* MATERIAL PROVIDED:
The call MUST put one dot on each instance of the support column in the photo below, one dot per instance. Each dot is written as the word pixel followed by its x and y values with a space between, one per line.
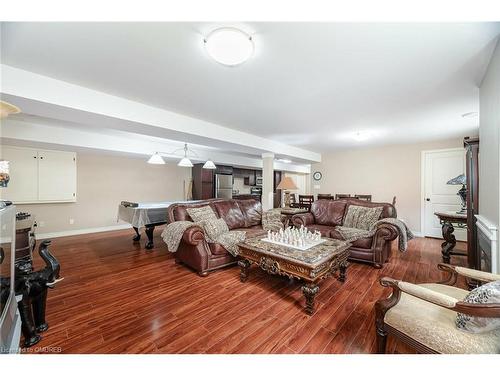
pixel 267 181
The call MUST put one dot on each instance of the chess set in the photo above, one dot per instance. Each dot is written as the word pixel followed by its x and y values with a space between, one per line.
pixel 296 238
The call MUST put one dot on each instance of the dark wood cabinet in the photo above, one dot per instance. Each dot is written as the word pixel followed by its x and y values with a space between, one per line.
pixel 248 175
pixel 277 193
pixel 223 169
pixel 472 177
pixel 203 182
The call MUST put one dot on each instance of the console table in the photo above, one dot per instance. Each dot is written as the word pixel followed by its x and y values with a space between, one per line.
pixel 449 221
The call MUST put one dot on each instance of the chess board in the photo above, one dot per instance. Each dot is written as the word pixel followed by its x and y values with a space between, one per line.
pixel 305 247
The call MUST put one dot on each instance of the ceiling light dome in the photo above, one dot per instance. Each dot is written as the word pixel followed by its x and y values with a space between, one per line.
pixel 229 46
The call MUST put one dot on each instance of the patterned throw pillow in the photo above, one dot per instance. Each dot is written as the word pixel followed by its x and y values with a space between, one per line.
pixel 271 220
pixel 361 217
pixel 214 228
pixel 487 293
pixel 201 213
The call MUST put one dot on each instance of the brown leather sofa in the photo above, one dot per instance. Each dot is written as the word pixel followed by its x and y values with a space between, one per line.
pixel 195 252
pixel 325 215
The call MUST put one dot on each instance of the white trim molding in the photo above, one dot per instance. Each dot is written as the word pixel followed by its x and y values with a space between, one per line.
pixel 491 232
pixel 43 236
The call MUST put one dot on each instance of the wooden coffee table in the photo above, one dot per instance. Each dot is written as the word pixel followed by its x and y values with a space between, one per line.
pixel 311 266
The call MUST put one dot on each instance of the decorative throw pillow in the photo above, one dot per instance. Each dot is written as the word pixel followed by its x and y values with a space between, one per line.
pixel 361 217
pixel 271 220
pixel 214 228
pixel 487 293
pixel 201 213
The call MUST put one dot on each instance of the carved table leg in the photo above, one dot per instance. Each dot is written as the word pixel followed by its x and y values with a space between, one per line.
pixel 137 236
pixel 343 271
pixel 310 291
pixel 149 233
pixel 244 269
pixel 449 241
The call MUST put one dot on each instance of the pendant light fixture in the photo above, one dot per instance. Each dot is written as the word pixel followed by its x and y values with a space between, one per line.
pixel 209 164
pixel 185 162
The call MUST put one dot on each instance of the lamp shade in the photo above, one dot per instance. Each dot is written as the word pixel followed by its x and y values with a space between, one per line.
pixel 185 162
pixel 156 159
pixel 209 164
pixel 287 184
pixel 459 180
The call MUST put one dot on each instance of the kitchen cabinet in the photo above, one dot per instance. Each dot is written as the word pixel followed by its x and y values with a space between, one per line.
pixel 203 182
pixel 40 176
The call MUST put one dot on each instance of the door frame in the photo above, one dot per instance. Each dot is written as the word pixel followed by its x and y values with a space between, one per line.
pixel 422 182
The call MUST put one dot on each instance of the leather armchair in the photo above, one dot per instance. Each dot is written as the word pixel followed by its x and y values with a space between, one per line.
pixel 424 315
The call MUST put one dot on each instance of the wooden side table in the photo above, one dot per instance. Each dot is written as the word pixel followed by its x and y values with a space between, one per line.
pixel 449 221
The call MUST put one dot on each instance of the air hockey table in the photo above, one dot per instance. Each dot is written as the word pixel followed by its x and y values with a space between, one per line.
pixel 145 215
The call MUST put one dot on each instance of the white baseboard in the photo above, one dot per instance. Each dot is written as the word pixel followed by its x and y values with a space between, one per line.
pixel 42 236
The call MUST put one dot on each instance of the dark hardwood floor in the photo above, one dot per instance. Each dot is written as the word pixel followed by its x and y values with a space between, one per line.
pixel 116 298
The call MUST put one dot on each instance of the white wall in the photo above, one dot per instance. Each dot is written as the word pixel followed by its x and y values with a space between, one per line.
pixel 103 181
pixel 383 172
pixel 489 144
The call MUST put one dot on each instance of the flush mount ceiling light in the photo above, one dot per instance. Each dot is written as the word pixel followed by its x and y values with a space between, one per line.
pixel 229 46
pixel 470 115
pixel 361 136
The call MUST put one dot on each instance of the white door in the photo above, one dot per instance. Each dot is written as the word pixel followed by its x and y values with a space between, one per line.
pixel 23 172
pixel 56 176
pixel 439 167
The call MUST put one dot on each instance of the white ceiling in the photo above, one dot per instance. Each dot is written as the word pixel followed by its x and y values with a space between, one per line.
pixel 311 85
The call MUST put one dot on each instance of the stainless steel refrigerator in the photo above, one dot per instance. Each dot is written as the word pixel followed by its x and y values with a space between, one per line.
pixel 223 186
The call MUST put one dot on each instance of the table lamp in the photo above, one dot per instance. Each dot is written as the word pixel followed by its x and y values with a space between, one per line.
pixel 287 184
pixel 462 193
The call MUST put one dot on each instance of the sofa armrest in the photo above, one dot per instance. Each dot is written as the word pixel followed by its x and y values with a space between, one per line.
pixel 386 231
pixel 491 310
pixel 454 271
pixel 193 235
pixel 303 219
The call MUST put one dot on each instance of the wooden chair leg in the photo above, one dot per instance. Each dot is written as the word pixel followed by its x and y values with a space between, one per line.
pixel 381 341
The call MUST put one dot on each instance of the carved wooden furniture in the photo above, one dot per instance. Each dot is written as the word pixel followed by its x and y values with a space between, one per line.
pixel 449 220
pixel 364 197
pixel 311 266
pixel 472 199
pixel 423 316
pixel 288 212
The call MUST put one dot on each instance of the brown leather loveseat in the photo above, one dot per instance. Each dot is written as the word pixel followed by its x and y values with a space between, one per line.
pixel 194 251
pixel 325 215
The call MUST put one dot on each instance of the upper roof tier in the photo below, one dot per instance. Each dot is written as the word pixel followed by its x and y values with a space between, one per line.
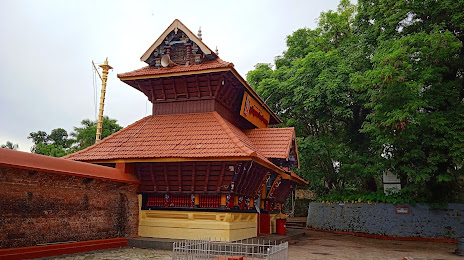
pixel 184 76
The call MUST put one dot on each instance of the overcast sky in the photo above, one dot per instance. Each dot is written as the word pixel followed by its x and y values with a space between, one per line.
pixel 46 49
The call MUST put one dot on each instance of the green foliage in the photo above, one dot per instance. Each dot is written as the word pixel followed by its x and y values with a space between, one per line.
pixel 84 136
pixel 378 86
pixel 55 144
pixel 415 88
pixel 310 89
pixel 10 145
pixel 58 144
pixel 403 196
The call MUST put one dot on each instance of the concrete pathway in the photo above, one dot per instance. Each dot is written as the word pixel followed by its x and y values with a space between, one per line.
pixel 314 245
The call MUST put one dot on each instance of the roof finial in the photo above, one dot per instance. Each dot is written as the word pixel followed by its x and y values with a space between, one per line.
pixel 199 33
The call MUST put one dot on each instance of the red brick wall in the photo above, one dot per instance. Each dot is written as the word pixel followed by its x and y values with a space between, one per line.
pixel 41 207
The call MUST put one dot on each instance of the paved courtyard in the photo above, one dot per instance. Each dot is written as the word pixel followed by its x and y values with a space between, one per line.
pixel 315 245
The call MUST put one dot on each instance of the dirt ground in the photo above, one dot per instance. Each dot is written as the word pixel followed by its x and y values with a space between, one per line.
pixel 314 245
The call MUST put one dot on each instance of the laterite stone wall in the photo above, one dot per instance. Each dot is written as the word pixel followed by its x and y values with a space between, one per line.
pixel 382 219
pixel 41 207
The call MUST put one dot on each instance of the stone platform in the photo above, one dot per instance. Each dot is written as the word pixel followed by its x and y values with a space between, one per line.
pixel 166 243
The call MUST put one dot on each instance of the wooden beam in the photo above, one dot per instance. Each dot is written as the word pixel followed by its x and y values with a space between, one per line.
pixel 166 177
pixel 208 172
pixel 221 176
pixel 193 176
pixel 220 86
pixel 186 85
pixel 174 88
pixel 162 89
pixel 193 72
pixel 179 177
pixel 198 86
pixel 152 174
pixel 152 91
pixel 209 86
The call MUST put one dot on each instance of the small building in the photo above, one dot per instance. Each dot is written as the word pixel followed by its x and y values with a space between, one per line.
pixel 208 163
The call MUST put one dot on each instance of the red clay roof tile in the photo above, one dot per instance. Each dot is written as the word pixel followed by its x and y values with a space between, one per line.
pixel 149 70
pixel 202 135
pixel 272 142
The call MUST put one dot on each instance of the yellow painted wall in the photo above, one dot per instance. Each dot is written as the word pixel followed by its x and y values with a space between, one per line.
pixel 225 226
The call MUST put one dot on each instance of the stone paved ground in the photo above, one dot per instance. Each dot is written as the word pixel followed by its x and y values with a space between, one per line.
pixel 315 245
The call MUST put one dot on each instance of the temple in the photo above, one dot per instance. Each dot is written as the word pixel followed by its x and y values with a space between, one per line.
pixel 208 163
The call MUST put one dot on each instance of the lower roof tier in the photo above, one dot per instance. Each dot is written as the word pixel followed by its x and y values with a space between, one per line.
pixel 189 137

* GIVEN EXERCISE: Please reproduce word for word every line of the entries above, from the line containing "of the flush" down to the line containing "pixel 462 193", both of those lines included.

* EXERCISE RESPONSE:
The call MUST put one dot on each instance of the flush mount ceiling light in the photo above, one dot per instance. Each dot is written as the word pixel followed by its x and y values with a space between, one per line.
pixel 229 46
pixel 470 115
pixel 361 136
The call MUST put one dot on each instance of the white door in the photo above, one dot per instance. Each dot is written as the word pixel followed by its x and y values with a space between, one per line.
pixel 23 172
pixel 56 176
pixel 439 167
The call MUST put one dot on each instance of the white ceiling in the photo above, one dot per instance. Each dot is written as the word pixel followed by its x and y values with a space between, one per line.
pixel 311 85
The call MUST put one dot on each instance of the stainless steel refrigerator in the photo above, one dot per instance. Each dot is written as the word pixel followed by its x and y values with a space between, one per line.
pixel 223 186
The call MUST put one dot on each instance of the table lamp in the photo above, one dot per instance. Each dot is written as the word pixel followed by its x and y values with a space between, one per line.
pixel 287 184
pixel 462 193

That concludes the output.